Object position labeling entries

= = = = = = =

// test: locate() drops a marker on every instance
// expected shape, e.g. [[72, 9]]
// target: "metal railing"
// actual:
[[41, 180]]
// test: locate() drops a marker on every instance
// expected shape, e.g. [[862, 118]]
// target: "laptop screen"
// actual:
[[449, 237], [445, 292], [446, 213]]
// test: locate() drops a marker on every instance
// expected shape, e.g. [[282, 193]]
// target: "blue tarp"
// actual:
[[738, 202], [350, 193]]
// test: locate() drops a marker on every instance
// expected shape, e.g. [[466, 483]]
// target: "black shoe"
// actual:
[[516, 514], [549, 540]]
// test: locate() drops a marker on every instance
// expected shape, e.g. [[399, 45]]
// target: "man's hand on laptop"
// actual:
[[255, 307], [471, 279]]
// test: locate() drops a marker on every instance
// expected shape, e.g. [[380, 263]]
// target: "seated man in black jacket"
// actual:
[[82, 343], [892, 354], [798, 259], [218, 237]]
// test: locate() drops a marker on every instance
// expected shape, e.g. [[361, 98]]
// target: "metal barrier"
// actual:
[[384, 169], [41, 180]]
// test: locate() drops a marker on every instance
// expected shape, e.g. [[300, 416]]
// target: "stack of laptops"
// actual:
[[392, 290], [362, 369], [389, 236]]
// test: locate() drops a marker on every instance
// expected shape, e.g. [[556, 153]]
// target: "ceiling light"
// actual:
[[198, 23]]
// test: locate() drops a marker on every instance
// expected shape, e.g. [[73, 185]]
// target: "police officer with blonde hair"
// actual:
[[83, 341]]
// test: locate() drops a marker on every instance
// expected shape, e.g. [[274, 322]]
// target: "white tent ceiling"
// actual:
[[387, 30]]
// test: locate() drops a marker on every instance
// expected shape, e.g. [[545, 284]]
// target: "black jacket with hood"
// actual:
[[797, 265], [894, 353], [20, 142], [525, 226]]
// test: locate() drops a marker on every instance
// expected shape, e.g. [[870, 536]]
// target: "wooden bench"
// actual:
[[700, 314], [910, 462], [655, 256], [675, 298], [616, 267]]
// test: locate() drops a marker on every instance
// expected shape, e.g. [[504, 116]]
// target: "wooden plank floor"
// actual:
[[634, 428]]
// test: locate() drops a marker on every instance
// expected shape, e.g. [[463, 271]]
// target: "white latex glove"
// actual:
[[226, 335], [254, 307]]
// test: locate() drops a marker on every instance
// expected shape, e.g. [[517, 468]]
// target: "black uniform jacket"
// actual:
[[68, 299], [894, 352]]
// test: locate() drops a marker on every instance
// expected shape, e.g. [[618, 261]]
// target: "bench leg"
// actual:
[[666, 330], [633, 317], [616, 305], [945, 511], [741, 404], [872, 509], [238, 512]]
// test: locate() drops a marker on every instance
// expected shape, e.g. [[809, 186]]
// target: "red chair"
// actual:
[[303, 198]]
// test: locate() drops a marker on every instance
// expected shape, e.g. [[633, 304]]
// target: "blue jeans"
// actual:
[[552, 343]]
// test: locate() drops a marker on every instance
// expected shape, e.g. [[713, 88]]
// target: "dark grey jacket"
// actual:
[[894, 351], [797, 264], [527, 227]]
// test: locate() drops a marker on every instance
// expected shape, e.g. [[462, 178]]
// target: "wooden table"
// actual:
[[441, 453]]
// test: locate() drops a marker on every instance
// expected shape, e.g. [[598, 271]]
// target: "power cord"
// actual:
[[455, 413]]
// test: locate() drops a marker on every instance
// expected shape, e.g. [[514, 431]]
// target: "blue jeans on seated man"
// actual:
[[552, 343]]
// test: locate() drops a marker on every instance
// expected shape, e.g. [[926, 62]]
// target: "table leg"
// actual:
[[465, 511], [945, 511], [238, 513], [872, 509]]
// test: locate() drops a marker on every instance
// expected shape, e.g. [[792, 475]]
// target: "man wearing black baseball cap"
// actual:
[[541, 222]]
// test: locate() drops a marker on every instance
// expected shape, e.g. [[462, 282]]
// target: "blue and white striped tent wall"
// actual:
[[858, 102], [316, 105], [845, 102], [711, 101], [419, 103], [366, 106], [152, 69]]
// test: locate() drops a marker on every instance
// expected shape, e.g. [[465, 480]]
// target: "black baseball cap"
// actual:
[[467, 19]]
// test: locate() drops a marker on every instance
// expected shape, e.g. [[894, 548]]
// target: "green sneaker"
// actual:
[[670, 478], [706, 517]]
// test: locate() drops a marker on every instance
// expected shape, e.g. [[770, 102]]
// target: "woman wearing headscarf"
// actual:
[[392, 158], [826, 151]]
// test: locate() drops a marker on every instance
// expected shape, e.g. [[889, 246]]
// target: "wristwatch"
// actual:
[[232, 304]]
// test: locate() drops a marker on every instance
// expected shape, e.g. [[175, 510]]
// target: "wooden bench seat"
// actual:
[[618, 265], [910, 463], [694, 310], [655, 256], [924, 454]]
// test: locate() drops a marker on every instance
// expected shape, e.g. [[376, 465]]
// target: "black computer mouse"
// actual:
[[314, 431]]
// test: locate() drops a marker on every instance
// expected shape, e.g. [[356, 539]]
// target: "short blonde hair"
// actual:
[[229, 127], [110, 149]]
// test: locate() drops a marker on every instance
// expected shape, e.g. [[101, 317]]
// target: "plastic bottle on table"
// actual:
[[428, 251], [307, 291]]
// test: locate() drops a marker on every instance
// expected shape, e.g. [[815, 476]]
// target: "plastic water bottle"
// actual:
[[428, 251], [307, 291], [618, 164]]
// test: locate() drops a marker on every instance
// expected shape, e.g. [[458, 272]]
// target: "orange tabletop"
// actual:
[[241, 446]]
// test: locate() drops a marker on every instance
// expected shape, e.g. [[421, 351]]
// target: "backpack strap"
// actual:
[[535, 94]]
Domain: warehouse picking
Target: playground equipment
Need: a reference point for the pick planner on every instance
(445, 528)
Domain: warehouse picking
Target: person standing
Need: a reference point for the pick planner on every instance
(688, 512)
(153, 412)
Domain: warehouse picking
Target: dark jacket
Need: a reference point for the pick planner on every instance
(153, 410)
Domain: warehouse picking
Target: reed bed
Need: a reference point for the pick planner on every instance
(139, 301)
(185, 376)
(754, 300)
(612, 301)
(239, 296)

= = = = = = =

THE TASK: Format the lines of the entries above as a numbered list, leaving out any blank lines.

FINISHED TASK:
1. // test: locate() drops a marker on every instance
2. // expected shape, e.g. [[72, 9]]
3. // target: "metal railing"
4. // actual:
5. [[41, 180]]
6. // test: locate() drops a marker on every instance
7. // expected shape, e.g. [[862, 118]]
8. // target: "laptop screen"
9. // actual:
10. [[449, 237], [445, 292], [446, 213]]
11. // test: locate() drops a marker on every instance
12. // expected shape, e.g. [[282, 193]]
13. // target: "blue tarp"
14. // actual:
15. [[738, 202], [350, 193]]
16. // test: locate() drops a marker on every instance
17. // expected shape, e.g. [[466, 483]]
18. // target: "black shoe"
19. // actual:
20. [[516, 514], [549, 540]]
21. // test: locate() drops a marker on every instance
22. // expected shape, e.g. [[399, 45]]
23. // target: "man's hand on laptop"
24. // actual:
25. [[255, 307], [471, 279]]
26. // test: locate() drops a marker on every instance
27. // expected shape, e.g. [[380, 263]]
28. // target: "seated man in black jacket"
29. // actual:
30. [[82, 343], [892, 354], [798, 259], [218, 237]]
31. // test: locate() drops a marker on every instance
32. // expected shape, e.g. [[361, 98]]
33. // target: "metal barrier"
34. // actual:
35. [[384, 169], [41, 180]]
36. // test: locate() drops a marker on every instance
37. // expected shape, e.g. [[300, 416]]
38. // target: "stack of laptops"
39. // actual:
40. [[392, 290], [362, 369], [389, 236]]
41. // test: locate() drops a marker on every instance
42. // expected shape, e.g. [[556, 153]]
43. // target: "ceiling light"
44. // actual:
45. [[198, 23]]
46. // test: locate() drops a marker on every instance
47. // expected shape, e.g. [[73, 185]]
48. // target: "police officer with blonde hair"
49. // actual:
50. [[83, 341]]
51. // test: locate() drops a marker on every instance
52. // expected shape, e.g. [[274, 322]]
53. // target: "white tent ceiling"
54. // actual:
55. [[387, 30]]
56. // test: locate() drops a marker on every instance
57. // expected shape, e.g. [[545, 284]]
58. // target: "black jacket with hood"
59. // actual:
60. [[797, 265], [894, 353], [20, 142], [525, 226]]
61. // test: locate() drops a marker on every instance
62. // expected shape, e.g. [[870, 536]]
63. // target: "wooden bench"
64. // actual:
65. [[700, 314], [910, 462], [655, 256], [675, 298], [616, 267]]
66. // test: locate() drops a marker on every instance
67. // expected shape, e.g. [[504, 116]]
68. // target: "wooden plank floor"
69. // actual:
70. [[634, 428]]
71. // test: locate() drops a marker on every instance
72. // expected shape, e.g. [[463, 271]]
73. // target: "white latex glove"
74. // actual:
75. [[226, 335], [254, 307]]
76. // test: locate() drops a marker on every instance
77. // expected shape, e.g. [[517, 468]]
78. // target: "black uniform jacket"
79. // actual:
80. [[68, 299], [894, 352]]
81. // test: locate() drops a marker on every instance
82. // expected shape, e.g. [[618, 261]]
83. // target: "bench leg"
84. // actual:
85. [[666, 330], [633, 317], [616, 305], [945, 511], [741, 404], [872, 509], [238, 512]]
86. // test: locate() drops a marker on every instance
87. // expected shape, e.g. [[809, 186]]
88. // target: "red chair"
89. // actual:
90. [[303, 198]]
91. // test: locate() drops a marker on every instance
92. // expected shape, e.g. [[633, 304]]
93. // target: "blue jeans"
94. // actual:
95. [[552, 343]]
96. // test: locate() drops a marker on every instance
97. // expected shape, e.g. [[713, 88]]
98. // target: "dark grey jacket"
99. // actual:
100. [[894, 351], [797, 264], [527, 227]]
101. // test: locate() drops a marker on every instance
102. // expected shape, e.g. [[462, 178]]
103. // target: "wooden table"
104. // actual:
105. [[441, 453]]
106. // test: locate() drops a marker on every instance
107. // expected shape, e.g. [[598, 271]]
108. // target: "power cord"
109. // actual:
110. [[455, 413]]
111. // test: locate() drops a marker on every instance
112. // expected shape, e.g. [[514, 431]]
113. // target: "blue jeans on seated man"
114. // actual:
115. [[552, 343]]
116. // test: locate() drops a marker on every instance
117. // expected shape, e.g. [[926, 62]]
118. // target: "table leg"
119. // actual:
120. [[465, 511], [945, 511], [238, 513], [872, 509]]
121. // test: locate() drops a marker on every instance
122. // expected shape, e.g. [[792, 475]]
123. // target: "man wearing black baseball cap"
124. // actual:
125. [[541, 222]]
126. // test: locate() drops a marker on every instance
127. // expected shape, e.g. [[462, 282]]
128. // target: "blue and white striped tent wall"
129. // actual:
130. [[858, 102], [316, 105], [845, 102], [711, 101], [419, 103], [366, 106], [152, 69]]
131. // test: locate() drops a marker on every instance
132. // expected shape, e.g. [[465, 480]]
133. // target: "black baseball cap"
134. // actual:
135. [[467, 19]]
136. // test: locate() drops a marker on every instance
137. // expected shape, e.g. [[894, 548]]
138. // target: "green sneaker"
139. // actual:
140. [[670, 478], [706, 517]]
141. // test: locate() drops a marker on every instance
142. // expected shape, e.g. [[770, 102]]
143. // target: "woman wearing headscarf"
144. // actual:
145. [[392, 158], [826, 151]]
146. // test: locate() drops a marker on every instance
147. // expected shape, e.g. [[889, 246]]
148. // target: "wristwatch"
149. // actual:
150. [[232, 304]]
151. // test: locate() drops a marker on every instance
152. // expected shape, e.g. [[175, 510]]
153. // target: "wooden bench seat"
154. // actual:
155. [[618, 265], [910, 463], [694, 310], [655, 256], [924, 454]]
156. // test: locate() drops a marker on every instance
157. // expected shape, e.g. [[376, 465]]
158. // target: "black computer mouse"
159. // actual:
160. [[314, 431]]
161. // test: locate() drops a marker on every instance
162. // expected shape, e.g. [[356, 539]]
163. // target: "short blonde hair"
164. // actual:
165. [[229, 127], [110, 149]]
166. // test: locate() drops a marker on every instance
167. // expected shape, e.g. [[101, 317]]
168. // target: "plastic bottle on table"
169. // actual:
170. [[428, 251], [307, 291]]
171. // test: locate() drops a marker on every instance
172. // expected shape, e.g. [[815, 476]]
173. // target: "plastic water bottle"
174. // actual:
175. [[428, 251], [307, 291], [618, 164]]
176. // test: locate() drops a marker on every instance
177. // expected shape, e.g. [[458, 272]]
178. // target: "orange tabletop"
179. // actual:
180. [[241, 446]]
181. // test: locate() drops a marker on every instance
182. // expected shape, e.g. [[421, 351]]
183. // target: "backpack strap"
184. // actual:
185. [[535, 94]]
186. Domain: warehouse picking
187. Target: playground equipment
188. Need: a reference point for the pick planner on every instance
189. (445, 528)
190. Domain: warehouse picking
191. Target: person standing
192. Need: a reference point for the pick planner on every instance
193. (688, 512)
194. (153, 412)
195. Domain: warehouse picking
196. Target: dark jacket
197. Need: a reference point for the pick planner on every instance
198. (153, 410)
199. Domain: warehouse picking
200. Target: reed bed
201. Need: a reference point for the pick planner on every instance
202. (139, 301)
203. (185, 376)
204. (754, 300)
205. (612, 301)
206. (239, 296)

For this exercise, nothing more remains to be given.